**About this exercise**
Retype the part of the text on meat-free eating in China that starts with "Lucky Zen, photo" and goes on through "their tea infusions.".

Traditionally, meat is often sliced in very thin strips (肉丝, ròu sī) and used to flavor vegetable and tofu dishes, as opposed to being the star ingredient. China’s plant-based eating approach has long been praised by nutritionists and was shown to increase longevity and minimize cancers and other diseases, as documented in the much-lauded book The China Study. The researchers looked at changes in eating habits over time, analyzing 367 variables in 65 different counties in China with data from 6,500 adults, which showed thousands of “statistically significant associations between lifestyle, diet, and disease variables” that correlated with lower levels of cancer and disease for traditional plant-based diet adherents as compared to meat-heavy “Western diets.”

Whether you’re looking for a healthier diet, a meatless Monday dining option or a bowl of delicious meat-free noodles, here are our top picks for keeping veg.

Lucky Zen, photo by UnTour Shanghai

Lucky Zen
You’ll often be dining shoulder to shoulder with monks from the local temple, just around the corner. Don’t miss their tea infusions.

**Given data**
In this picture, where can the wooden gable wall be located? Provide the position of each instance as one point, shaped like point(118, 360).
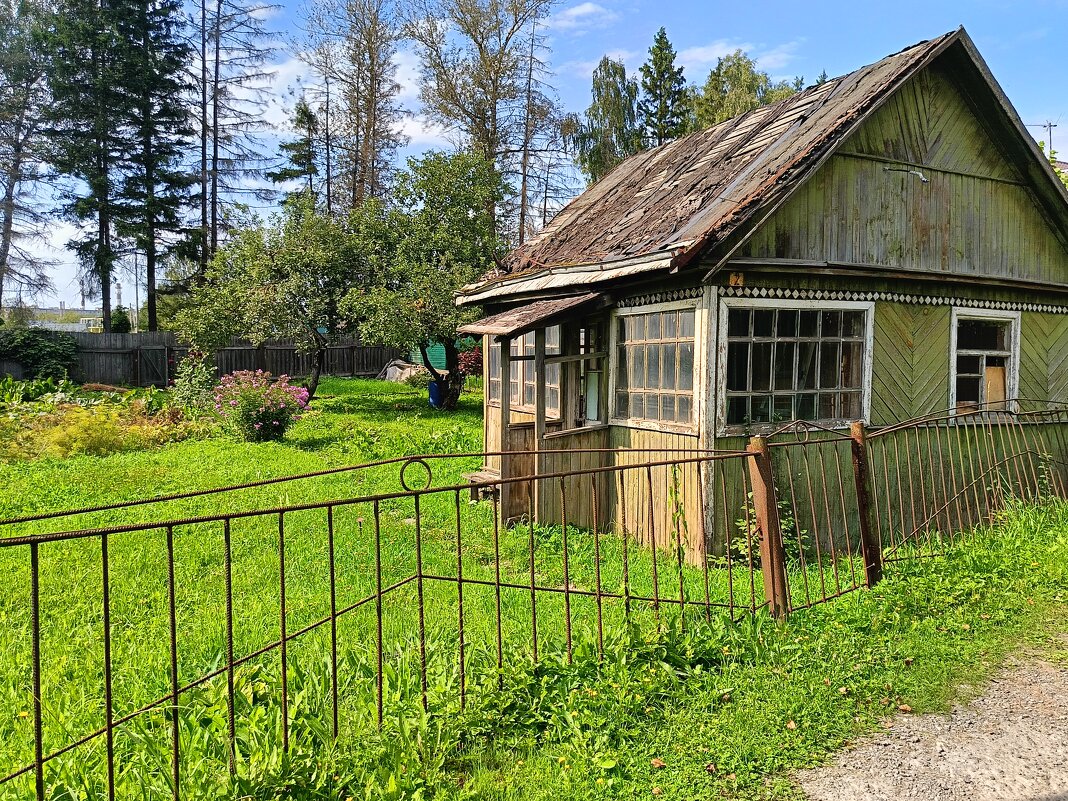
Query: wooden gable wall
point(975, 217)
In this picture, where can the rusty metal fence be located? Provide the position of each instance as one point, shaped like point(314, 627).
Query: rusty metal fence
point(189, 642)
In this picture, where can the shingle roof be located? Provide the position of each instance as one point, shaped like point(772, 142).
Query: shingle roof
point(663, 206)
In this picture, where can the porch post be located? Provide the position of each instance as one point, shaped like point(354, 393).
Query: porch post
point(505, 509)
point(539, 401)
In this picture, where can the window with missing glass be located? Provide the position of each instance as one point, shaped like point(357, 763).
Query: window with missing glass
point(786, 363)
point(984, 361)
point(654, 366)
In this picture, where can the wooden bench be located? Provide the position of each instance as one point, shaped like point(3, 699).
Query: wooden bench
point(483, 492)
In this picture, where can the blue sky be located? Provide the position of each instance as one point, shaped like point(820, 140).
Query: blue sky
point(1023, 43)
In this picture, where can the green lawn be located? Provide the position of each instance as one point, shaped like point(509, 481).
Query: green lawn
point(727, 708)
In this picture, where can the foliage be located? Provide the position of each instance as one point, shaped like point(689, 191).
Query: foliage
point(257, 407)
point(121, 320)
point(43, 354)
point(286, 279)
point(610, 129)
point(442, 237)
point(734, 87)
point(663, 107)
point(194, 381)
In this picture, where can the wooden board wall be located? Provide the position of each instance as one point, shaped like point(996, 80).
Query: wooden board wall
point(973, 217)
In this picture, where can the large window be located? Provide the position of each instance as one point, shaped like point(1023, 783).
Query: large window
point(521, 380)
point(984, 360)
point(654, 368)
point(786, 362)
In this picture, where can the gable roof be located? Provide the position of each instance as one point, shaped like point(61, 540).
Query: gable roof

**Exercise output**
Lucky Zen, photo by UnTour Shanghai

Lucky Zen
You’ll often be dining shoulder to shoulder with monks from the local temple, just around the corner. Don’t miss their tea infusions.